Saved entries:

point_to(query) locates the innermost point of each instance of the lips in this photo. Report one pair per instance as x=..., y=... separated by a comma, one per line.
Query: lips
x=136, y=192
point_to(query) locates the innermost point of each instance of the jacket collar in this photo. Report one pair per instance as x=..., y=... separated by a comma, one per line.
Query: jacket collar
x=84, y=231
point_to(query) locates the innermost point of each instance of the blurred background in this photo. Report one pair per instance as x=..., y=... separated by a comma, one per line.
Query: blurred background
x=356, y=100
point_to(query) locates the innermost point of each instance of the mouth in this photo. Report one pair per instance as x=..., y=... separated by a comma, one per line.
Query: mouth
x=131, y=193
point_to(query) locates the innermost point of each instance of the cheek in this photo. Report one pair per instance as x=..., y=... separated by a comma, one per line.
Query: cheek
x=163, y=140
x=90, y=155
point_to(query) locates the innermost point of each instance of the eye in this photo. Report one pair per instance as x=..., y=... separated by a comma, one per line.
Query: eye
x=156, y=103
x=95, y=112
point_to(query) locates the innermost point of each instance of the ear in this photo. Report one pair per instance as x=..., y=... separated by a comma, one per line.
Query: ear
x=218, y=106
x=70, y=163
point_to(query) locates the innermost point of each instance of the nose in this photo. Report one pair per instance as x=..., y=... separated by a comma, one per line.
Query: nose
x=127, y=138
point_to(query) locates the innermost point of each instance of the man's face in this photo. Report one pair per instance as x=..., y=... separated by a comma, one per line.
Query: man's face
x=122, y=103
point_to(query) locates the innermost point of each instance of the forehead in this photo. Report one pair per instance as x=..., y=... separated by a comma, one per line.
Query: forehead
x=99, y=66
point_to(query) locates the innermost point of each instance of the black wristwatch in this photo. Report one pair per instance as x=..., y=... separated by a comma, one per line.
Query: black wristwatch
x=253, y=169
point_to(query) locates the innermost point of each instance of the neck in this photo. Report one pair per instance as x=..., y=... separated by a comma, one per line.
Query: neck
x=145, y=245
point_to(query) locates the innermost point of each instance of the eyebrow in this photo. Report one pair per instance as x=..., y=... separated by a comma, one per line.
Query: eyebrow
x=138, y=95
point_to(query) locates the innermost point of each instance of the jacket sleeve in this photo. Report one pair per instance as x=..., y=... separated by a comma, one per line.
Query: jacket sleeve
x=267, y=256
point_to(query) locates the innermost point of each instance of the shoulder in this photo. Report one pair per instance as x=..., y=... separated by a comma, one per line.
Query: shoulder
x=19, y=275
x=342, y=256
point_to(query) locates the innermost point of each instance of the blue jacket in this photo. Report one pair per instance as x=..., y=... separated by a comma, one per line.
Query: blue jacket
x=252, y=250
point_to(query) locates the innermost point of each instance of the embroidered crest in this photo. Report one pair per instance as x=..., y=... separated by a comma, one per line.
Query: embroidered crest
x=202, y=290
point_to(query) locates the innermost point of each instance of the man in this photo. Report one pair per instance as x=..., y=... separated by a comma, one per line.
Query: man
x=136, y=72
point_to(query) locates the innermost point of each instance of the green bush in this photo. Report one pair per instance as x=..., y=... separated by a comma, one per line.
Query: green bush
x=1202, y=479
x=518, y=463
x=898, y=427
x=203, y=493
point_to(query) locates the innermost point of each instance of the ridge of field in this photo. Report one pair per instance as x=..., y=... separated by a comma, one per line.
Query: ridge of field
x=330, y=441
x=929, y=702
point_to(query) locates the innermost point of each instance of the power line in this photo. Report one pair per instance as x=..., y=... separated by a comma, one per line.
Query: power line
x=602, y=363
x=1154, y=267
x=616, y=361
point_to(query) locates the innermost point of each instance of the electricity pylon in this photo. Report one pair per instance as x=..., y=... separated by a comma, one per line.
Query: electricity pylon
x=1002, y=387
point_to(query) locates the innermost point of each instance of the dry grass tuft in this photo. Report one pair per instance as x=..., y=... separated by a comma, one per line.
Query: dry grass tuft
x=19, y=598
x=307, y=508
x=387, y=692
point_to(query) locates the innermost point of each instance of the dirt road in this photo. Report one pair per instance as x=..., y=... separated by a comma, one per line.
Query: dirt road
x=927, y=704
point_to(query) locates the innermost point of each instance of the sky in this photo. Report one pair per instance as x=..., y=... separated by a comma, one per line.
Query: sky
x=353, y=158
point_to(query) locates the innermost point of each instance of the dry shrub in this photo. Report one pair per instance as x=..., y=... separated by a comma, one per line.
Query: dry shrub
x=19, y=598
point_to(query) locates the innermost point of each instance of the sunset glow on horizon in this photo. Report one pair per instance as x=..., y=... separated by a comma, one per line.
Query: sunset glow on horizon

Directive: Update the records so that every "innermost" becomes "central", with everything else left as it is.

Final answer:
point_to(query) locates the central point of each instance of the lips in this photo. Report one pair per instance as x=..., y=... separated by a comma, one per line.
Query: lips
x=136, y=192
point_to(query) locates the central point of each instance of the jacket collar in this photo. Report one pair per instance as x=..., y=... separated by a comma, one per line.
Query: jacket collar
x=84, y=231
point_to(query) locates the central point of each instance of the blurred background in this photo. Report one pair per instance as x=..., y=... separated by a comma, one per line.
Query: blurred background
x=356, y=100
point_to(query) locates the central point of each instance of the mouth in this photo. Report one pair per instance as x=..., y=... separated by a comma, one per line.
Query: mouth
x=131, y=193
point_to(query) locates the central point of each instance of the cheek in this photo. Report one pair per instance as x=..., y=... separated by a comma, one per line.
Query: cheek
x=163, y=140
x=90, y=155
point_to(query) locates the central point of each instance of the eye in this photo. Report one pair per instance as x=..., y=... separated by a comma, one per line.
Query: eye
x=156, y=103
x=95, y=112
point_to(query) locates the central point of each instance of the ear in this photo. Report one pair per instance as x=..., y=... separated by a comma, one per line.
Query: ear
x=218, y=106
x=70, y=163
point_to(query) locates the central point of each instance of the nose in this photo. Report one pair per instance as x=..., y=... separated by a comma, one per line.
Query: nose
x=127, y=138
point_to(query) locates the central point of each instance of the man's face in this photo. Report one pair per instance as x=..., y=... separated by a comma, one per line.
Query: man's face
x=122, y=103
point_to(query) locates the central point of each instance of the forehead in this photo. Report one pair per instance as x=..., y=... separated by a comma, one per line.
Query: forehead
x=99, y=66
point_to(query) locates the central point of each instance of the black wristwatch in this photo. Report one pair per instance as x=..., y=... separated by a comma, one per line.
Query: black wristwatch
x=253, y=169
point_to(query) locates the central point of each instance of the neck in this photo. Report one pair per instance as x=..., y=... separated by a comma, one per line.
Query: neck
x=145, y=245
point_to(query) locates the central point of each instance of the eyebrow in this photo. Report one pair per instance as x=..., y=... separated by a comma, one per line.
Query: eyebrow
x=138, y=95
point_to(query) locates the central point of each instance of the jacket sleeve in this photo. Report one pair per instance as x=..., y=... separated by a comma, one per line.
Query: jacket sleeve
x=267, y=256
point_to(query) locates the central point of each instance of the shoulder in this photo. Report one pair per instance as x=..., y=... separated by a comma, one per line.
Query: shoulder
x=19, y=275
x=342, y=256
point_to(query) locates the central point of each instance of the blue jacket in this photo. Report one pair per instance as x=..., y=... separated by a comma, one per line.
Query: blue jacket
x=252, y=250
point_to(query) locates the central point of each instance of the embroidered crest in this photo. Report one pair per instance as x=..., y=... separated by a comma, one per line.
Query: embroidered crest
x=202, y=290
point_to(query) locates the central point of each instance of the man in this photo. Report one pair per instance as x=..., y=... separated by a comma, one per line.
Query: man
x=136, y=72
point_to(query) locates the central point of each instance of the green bush in this photo. Report one pair per instance as x=..., y=... separated by a comma, one per line.
Query: green bush
x=1202, y=479
x=518, y=463
x=898, y=427
x=203, y=493
point_to(query) locates the central point of each instance of the ridge of field in this photo. Report one pair per instance as x=..., y=... separated by a comma, one per line.
Query: ridge of field
x=330, y=441
x=929, y=702
point_to(query) locates the central point of each instance of the power line in this photo. Report one pair per instance as x=..., y=... separated by a comma, one per line.
Query: power line
x=602, y=363
x=1154, y=267
x=616, y=361
point_to(query) locates the central point of each instance of the electricity pylon in this photo. Report one pair per instance as x=..., y=... separated by a comma, one per line.
Query: electricity pylon
x=1002, y=387
point_to(query) locates the central point of each instance of the dry grass tuft in this photo. Report one pair per instance as x=..., y=... separated by a comma, one per line.
Query: dry grass tuft
x=19, y=598
x=307, y=508
x=387, y=692
point_to(query) locates the central point of each instance of the dirt road in this photo. Report one pair per instance as x=..., y=... separated by a comma, one per line.
Query: dirt road
x=927, y=704
point_to(query) locates the central point of each instance of the sky in this photo. Report one pair per instance as x=..., y=... separated by a comma, one per line.
Query: sky
x=353, y=158
point_to(query) locates the central point of each instance of the dry shrub in this photo. Report one pair per instance as x=..., y=... separated by a comma, one per line.
Query: dry shrub
x=19, y=598
point_to(query) locates the central point of each instance of the sunset glow on horizon in this photo. Report one pair per instance as x=..., y=... separated by a comma, one per line.
Query: sunset glow on horizon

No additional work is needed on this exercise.